COMPLETE THE FOLLOWING:
**A)** From the male fertility article, list every adjective it uses to describe seeking medical advice.
**B)** In the male fertility article, repeat word for word the part that opens with the words containing "Celebrate Father’s Day" and closes with "are dreaming about.".

PASSAGE SHOWN:
******************************

Hey Fathers and soon-to-be fathers, did you know that infertility issues affect men and women equally? In fact, according to the American Society for Reproductive Medicine (ASRM), in 40% of couples who are diagnosed with infertility, “the male partner is either the sole cause or a contributing cause of infertility.”
For some reason, society places the onus of fertility on the female when – in fact – women only share half the responsibility. Thus, conception is a two-way street, and there are plenty of things that men can do to increase their own chances of fertility. Make this Father’s Day the last one you spend without your own child to celebrate you.
Celebrate Father’s Day and Male Fertility Factor With These 5 Steps
The following 5 steps can be used to increase male fertility and help you create the beautiful baby you and your partner are dreaming about.
- Schedule a doctor’s appointment if you’re concerned. Are you getting a sneaking suspicion that you might have fertility issues that are preventing an easy conception? For some reason, women are the first ones to run out and seek medical advice. Men, on the other hand, tend to want to look the other way and hope for the best. We promise you that taking the bull by the horns and seeking medical advice is the most courageous, strong and masculine thing you can do. It is often the first step in whipping those sperm into shape and getting them where they need to be.

******************************

DATA EXTRACTS:

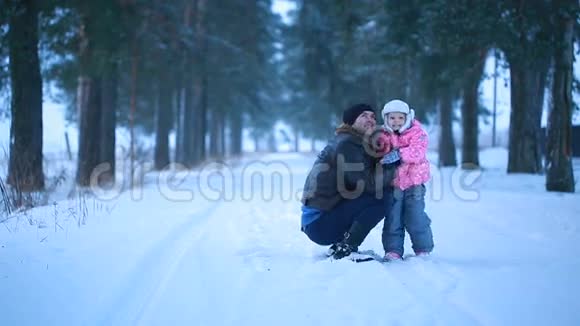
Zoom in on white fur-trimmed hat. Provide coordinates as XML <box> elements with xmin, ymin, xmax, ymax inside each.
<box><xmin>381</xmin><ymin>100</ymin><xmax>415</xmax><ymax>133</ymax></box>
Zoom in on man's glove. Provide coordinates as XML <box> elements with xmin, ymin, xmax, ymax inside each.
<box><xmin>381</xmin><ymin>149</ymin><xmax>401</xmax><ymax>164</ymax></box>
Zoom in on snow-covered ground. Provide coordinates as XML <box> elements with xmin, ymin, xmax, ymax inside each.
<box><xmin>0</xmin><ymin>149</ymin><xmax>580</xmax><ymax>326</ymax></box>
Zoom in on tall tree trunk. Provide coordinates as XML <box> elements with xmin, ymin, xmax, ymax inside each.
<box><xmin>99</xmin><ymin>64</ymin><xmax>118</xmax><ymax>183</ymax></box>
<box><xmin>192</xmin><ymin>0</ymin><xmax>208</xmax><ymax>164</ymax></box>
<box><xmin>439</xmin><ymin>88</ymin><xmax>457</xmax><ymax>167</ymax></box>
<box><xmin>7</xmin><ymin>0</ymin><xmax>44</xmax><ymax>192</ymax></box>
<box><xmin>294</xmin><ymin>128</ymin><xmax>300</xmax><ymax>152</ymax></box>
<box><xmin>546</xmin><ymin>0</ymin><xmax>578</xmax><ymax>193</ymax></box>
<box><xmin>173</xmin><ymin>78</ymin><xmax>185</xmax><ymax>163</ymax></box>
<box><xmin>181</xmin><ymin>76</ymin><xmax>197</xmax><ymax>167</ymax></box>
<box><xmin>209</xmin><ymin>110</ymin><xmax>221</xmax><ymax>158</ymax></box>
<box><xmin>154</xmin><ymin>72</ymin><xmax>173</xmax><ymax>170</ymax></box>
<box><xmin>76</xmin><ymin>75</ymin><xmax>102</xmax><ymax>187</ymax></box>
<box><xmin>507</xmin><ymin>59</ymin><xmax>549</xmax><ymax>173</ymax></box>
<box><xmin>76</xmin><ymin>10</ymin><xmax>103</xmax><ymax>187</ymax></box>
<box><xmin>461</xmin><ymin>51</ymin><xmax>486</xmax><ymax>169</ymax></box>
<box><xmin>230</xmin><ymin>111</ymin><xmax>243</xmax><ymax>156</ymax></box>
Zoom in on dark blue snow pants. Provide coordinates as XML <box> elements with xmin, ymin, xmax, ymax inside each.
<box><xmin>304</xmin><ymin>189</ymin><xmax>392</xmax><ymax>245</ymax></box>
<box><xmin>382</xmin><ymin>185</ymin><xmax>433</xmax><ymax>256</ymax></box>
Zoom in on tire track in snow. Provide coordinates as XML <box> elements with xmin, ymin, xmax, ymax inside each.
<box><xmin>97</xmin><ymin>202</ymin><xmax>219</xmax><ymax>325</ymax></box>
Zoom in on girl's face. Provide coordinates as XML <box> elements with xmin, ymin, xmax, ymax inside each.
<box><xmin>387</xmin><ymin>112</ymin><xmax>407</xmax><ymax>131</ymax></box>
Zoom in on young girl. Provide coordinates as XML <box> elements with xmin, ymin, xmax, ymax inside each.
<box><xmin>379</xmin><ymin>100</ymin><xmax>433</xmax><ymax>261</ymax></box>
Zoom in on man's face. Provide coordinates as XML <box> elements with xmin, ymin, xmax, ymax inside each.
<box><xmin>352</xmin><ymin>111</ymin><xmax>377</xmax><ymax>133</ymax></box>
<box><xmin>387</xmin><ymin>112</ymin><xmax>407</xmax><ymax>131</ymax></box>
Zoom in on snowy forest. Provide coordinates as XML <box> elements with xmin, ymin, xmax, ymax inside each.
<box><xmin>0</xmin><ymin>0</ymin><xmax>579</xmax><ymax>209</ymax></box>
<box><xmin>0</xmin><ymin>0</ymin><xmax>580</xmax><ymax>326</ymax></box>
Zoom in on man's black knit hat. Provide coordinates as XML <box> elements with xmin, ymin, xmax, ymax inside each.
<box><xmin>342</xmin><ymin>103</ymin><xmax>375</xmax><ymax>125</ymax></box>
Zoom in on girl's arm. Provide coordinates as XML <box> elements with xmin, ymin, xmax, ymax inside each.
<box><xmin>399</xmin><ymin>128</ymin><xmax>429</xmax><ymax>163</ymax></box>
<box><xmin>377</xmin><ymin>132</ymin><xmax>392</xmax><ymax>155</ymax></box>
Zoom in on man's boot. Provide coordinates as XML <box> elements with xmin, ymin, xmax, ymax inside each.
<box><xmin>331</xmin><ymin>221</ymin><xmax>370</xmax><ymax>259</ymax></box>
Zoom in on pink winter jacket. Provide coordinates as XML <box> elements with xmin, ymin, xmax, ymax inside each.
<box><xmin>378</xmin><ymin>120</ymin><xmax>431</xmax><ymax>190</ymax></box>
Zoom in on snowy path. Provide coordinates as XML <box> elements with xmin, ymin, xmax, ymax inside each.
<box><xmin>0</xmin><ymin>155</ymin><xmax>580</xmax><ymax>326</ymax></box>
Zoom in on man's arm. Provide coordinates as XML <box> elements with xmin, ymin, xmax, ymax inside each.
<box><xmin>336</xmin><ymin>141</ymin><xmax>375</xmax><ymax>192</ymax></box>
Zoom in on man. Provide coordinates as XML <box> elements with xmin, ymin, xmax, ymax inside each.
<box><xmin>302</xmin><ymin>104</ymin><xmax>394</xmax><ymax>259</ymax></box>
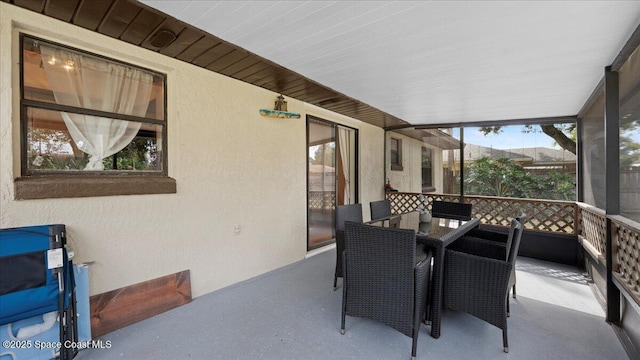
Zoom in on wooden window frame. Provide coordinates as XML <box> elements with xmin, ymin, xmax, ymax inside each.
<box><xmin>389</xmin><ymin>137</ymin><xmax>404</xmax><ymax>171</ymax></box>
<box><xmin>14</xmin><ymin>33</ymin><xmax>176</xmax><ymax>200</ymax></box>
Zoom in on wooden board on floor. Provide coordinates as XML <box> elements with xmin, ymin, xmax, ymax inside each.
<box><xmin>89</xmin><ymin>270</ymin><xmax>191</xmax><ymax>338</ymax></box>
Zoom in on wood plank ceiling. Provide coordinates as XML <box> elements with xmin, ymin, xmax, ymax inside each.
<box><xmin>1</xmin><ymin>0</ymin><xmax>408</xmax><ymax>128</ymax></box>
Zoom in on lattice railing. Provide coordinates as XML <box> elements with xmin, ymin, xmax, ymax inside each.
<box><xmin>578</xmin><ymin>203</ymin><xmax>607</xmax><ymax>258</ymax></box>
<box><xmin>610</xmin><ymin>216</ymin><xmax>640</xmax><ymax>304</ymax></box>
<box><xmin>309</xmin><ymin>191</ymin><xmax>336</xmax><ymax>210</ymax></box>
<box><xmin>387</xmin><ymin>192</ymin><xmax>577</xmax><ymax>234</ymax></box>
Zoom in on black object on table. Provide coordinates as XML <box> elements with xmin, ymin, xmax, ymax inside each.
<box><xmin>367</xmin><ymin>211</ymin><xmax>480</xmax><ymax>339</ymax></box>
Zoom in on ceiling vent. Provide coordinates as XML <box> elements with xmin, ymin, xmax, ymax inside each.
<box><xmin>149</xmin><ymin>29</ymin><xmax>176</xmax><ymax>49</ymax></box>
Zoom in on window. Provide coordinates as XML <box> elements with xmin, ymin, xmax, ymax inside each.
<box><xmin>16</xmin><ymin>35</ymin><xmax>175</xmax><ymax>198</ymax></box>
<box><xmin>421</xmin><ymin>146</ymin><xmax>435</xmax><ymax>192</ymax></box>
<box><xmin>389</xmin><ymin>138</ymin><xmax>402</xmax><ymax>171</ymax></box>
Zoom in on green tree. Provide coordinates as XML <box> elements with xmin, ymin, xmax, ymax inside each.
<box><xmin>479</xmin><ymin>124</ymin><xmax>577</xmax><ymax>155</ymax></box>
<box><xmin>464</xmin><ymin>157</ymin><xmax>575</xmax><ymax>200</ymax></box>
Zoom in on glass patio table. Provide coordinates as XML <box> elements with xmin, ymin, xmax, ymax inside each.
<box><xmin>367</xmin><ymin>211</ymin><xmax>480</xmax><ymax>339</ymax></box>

******************************

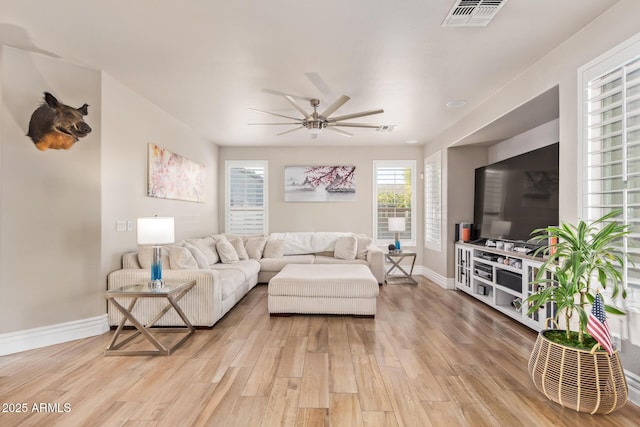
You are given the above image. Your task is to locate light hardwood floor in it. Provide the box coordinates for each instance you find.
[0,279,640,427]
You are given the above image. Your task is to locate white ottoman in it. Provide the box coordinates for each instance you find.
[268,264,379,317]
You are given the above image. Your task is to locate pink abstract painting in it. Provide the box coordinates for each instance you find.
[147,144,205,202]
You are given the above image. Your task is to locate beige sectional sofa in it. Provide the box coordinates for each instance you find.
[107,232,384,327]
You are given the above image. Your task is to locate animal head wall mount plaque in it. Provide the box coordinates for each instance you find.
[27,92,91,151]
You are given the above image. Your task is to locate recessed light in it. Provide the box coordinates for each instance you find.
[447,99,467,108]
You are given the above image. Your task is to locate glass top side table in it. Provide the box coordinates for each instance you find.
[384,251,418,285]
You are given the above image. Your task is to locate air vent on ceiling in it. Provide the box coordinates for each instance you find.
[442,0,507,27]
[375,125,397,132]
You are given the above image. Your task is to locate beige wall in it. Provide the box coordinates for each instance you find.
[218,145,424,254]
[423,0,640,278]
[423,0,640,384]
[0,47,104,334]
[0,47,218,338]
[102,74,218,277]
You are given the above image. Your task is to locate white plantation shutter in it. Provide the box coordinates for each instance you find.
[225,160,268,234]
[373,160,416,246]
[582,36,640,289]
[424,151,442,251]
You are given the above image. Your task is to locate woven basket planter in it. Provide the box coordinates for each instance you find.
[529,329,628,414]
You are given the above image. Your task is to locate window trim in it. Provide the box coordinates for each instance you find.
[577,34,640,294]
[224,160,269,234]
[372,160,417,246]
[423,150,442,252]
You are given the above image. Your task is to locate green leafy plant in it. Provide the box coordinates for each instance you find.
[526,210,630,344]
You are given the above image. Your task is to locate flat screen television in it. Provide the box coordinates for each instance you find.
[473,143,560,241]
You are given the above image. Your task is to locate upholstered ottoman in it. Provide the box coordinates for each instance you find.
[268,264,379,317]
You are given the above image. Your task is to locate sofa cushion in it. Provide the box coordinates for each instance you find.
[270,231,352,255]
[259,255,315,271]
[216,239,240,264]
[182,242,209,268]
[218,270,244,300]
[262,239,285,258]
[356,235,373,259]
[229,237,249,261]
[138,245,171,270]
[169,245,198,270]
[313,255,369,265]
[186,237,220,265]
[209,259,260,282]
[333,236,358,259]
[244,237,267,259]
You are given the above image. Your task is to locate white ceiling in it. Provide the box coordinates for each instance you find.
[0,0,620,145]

******************************

ANSWERS TO EACH TASK:
**A)** courageous, strong, masculine

**B)**
Celebrate Father’s Day and Male Fertility Factor With These 5 Steps
The following 5 steps can be used to increase male fertility and help you create the beautiful baby you and your partner are dreaming about.